Exercise instructions:
Pull out every line of the listing below that contains the word "white", matching uppercase and lowercase exactly, and copy those lines.
__________
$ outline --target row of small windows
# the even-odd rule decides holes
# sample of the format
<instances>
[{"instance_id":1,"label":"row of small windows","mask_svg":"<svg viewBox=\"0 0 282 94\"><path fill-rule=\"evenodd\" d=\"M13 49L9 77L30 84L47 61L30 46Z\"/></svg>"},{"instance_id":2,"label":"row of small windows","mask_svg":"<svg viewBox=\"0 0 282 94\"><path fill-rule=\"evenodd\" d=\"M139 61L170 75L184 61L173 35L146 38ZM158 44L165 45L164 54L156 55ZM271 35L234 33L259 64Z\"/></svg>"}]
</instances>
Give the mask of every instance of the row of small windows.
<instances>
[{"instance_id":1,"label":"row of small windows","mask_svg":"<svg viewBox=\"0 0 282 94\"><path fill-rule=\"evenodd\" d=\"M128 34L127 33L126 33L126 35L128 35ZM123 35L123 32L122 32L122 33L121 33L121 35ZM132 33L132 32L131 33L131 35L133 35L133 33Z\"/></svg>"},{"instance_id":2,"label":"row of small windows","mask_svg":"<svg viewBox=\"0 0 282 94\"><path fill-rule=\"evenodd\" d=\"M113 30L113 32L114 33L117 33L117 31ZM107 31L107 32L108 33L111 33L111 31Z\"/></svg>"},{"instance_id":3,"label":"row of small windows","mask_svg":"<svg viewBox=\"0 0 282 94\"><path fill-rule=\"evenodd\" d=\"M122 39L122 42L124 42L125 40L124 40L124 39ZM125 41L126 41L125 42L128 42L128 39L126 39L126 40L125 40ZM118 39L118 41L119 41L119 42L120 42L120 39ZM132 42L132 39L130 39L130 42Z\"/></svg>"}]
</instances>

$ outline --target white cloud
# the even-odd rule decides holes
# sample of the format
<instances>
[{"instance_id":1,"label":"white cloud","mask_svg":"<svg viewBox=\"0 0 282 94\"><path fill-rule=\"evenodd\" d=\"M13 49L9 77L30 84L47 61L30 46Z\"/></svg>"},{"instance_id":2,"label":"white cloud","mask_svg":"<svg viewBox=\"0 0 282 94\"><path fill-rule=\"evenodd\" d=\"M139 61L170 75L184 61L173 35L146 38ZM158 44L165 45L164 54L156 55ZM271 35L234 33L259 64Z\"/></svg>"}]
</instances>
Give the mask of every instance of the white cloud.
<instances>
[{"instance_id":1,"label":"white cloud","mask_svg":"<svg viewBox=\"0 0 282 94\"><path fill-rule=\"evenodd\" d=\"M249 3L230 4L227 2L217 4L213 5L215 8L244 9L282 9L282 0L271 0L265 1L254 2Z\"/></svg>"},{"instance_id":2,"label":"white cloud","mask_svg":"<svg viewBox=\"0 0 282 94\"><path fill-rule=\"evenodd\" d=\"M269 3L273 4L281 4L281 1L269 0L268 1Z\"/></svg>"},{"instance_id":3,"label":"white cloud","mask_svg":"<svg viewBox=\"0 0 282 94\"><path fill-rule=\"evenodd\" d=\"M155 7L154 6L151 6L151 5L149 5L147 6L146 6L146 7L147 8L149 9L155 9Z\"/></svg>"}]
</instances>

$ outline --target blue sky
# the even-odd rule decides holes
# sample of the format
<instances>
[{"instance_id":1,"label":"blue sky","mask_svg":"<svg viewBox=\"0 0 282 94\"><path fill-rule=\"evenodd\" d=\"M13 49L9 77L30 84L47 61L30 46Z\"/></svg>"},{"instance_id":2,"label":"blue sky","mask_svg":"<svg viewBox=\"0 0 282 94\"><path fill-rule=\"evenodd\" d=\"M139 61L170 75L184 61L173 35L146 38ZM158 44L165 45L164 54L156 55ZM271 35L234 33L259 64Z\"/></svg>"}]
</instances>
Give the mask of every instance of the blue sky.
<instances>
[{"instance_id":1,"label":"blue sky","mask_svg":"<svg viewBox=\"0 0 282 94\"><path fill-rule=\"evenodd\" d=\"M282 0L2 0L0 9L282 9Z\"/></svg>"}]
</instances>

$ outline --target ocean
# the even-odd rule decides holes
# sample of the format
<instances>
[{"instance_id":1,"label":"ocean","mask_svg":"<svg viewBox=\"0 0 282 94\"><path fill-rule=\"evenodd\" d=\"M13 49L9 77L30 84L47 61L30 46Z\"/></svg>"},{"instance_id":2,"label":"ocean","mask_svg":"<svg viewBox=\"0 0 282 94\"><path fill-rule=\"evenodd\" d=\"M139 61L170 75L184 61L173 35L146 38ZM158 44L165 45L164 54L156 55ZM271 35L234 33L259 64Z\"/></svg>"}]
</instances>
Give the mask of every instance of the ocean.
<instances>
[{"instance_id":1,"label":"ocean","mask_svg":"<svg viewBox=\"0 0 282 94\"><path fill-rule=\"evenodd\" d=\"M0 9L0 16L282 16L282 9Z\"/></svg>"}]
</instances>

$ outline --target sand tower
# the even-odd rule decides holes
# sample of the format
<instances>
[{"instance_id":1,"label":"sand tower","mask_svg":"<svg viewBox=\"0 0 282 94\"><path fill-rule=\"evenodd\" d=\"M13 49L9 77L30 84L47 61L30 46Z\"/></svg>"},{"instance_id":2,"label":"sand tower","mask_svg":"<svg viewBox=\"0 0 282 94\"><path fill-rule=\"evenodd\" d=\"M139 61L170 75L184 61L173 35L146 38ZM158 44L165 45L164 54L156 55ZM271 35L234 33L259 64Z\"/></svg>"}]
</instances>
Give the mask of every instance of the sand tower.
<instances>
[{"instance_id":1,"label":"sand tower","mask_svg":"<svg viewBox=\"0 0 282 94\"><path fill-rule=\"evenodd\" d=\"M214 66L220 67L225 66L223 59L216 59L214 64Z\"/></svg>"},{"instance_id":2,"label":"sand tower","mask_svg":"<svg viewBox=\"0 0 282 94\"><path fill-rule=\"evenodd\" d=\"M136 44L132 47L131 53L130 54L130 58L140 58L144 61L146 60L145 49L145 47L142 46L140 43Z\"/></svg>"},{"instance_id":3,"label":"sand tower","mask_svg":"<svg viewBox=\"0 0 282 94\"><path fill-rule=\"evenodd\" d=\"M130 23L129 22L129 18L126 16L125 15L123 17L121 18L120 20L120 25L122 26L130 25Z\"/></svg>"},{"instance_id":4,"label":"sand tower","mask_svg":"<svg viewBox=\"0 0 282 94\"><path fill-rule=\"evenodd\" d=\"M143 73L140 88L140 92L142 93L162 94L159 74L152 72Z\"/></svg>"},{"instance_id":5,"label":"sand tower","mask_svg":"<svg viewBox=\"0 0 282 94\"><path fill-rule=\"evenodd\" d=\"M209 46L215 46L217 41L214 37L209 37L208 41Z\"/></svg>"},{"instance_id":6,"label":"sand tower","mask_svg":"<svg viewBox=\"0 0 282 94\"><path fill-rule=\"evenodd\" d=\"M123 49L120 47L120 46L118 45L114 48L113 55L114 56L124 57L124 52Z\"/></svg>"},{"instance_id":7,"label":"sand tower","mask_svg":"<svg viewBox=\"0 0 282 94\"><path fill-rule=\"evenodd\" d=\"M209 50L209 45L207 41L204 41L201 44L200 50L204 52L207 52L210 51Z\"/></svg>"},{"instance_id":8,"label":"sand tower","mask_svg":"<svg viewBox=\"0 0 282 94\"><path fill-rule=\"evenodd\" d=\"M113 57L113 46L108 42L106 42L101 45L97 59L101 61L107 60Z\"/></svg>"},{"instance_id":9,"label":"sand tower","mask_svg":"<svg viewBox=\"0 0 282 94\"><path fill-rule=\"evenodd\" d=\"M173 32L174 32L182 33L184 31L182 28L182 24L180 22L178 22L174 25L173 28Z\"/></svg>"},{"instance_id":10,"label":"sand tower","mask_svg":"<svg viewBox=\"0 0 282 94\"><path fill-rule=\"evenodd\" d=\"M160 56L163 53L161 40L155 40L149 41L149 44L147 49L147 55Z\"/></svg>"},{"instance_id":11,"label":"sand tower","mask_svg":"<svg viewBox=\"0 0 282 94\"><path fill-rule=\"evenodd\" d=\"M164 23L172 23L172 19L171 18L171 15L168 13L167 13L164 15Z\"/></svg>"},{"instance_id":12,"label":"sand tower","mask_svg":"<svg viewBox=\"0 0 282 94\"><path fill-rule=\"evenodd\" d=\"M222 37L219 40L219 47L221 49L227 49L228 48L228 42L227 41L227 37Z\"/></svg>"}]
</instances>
__________
Exercise response:
$ outline --target white cloud
[{"instance_id":1,"label":"white cloud","mask_svg":"<svg viewBox=\"0 0 282 94\"><path fill-rule=\"evenodd\" d=\"M13 49L9 77L30 84L47 61L30 46Z\"/></svg>"},{"instance_id":2,"label":"white cloud","mask_svg":"<svg viewBox=\"0 0 282 94\"><path fill-rule=\"evenodd\" d=\"M139 61L170 75L184 61L173 35L146 38ZM158 44L165 45L164 54L156 55ZM271 35L234 33L259 64Z\"/></svg>"}]
Give the mask of every instance of the white cloud.
[{"instance_id":1,"label":"white cloud","mask_svg":"<svg viewBox=\"0 0 282 94\"><path fill-rule=\"evenodd\" d=\"M249 3L230 4L227 2L217 4L213 5L215 8L244 9L282 9L282 0L271 0L265 1L254 2Z\"/></svg>"},{"instance_id":2,"label":"white cloud","mask_svg":"<svg viewBox=\"0 0 282 94\"><path fill-rule=\"evenodd\" d=\"M269 3L273 4L281 4L281 1L269 0L268 1Z\"/></svg>"},{"instance_id":3,"label":"white cloud","mask_svg":"<svg viewBox=\"0 0 282 94\"><path fill-rule=\"evenodd\" d=\"M155 7L154 6L151 6L151 5L149 5L147 6L146 6L146 7L147 8L149 9L155 9Z\"/></svg>"}]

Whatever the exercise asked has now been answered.